— START OF Material —
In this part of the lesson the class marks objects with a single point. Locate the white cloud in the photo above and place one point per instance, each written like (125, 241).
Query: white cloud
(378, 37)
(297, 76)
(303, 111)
— END OF Material —
— START OF Material —
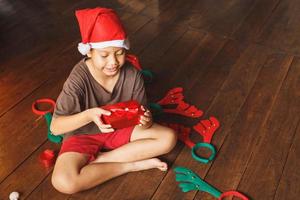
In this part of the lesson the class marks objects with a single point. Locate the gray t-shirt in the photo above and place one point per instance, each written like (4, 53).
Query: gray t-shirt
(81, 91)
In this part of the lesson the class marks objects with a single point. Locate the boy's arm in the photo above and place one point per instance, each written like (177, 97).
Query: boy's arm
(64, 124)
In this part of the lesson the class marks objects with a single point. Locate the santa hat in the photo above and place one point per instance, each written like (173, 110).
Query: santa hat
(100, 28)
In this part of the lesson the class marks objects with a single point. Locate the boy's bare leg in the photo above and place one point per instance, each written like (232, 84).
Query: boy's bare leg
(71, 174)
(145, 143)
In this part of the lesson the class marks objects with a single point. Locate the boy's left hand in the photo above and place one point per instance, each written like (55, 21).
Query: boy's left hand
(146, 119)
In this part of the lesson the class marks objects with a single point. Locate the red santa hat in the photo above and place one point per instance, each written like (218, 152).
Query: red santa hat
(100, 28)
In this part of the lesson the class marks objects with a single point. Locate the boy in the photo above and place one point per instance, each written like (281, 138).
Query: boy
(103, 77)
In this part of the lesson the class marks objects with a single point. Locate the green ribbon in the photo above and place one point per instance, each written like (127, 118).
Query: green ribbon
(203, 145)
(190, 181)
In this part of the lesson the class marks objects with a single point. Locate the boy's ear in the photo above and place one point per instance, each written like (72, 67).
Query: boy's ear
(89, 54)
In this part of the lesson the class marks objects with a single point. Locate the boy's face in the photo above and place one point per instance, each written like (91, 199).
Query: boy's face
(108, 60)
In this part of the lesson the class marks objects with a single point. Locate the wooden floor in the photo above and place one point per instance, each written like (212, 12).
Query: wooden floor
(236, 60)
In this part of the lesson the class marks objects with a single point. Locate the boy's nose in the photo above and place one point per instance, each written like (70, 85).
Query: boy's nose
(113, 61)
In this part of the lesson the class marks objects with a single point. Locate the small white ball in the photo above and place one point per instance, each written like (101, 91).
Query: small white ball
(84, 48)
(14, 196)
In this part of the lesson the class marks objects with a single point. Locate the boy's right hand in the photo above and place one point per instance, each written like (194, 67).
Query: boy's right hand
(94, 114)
— END OF Material —
— START OF Material —
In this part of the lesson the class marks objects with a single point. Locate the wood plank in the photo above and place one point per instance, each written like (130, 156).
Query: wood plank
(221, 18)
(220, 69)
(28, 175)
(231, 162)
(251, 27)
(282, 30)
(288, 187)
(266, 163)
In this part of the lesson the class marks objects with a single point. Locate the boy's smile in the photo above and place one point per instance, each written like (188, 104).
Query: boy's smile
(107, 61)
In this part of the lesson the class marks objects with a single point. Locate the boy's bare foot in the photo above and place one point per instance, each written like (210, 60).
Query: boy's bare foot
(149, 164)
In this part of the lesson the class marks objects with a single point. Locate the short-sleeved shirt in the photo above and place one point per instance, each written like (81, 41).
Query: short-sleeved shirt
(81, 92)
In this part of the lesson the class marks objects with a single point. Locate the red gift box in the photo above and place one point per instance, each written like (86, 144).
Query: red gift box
— END OF Material —
Please output, as a JSON list of strings with one string per line, the part of the listing from the line containing "like (86, 144)." through the line containing "Query: red gift box", both included. Leave out blank lines.

Response to the task
[
  "In this part of the lesson the class marks objects with a single point. Locate the red gift box in the photo above and place one point per instance, each written like (86, 144).",
  "Query: red gift box"
]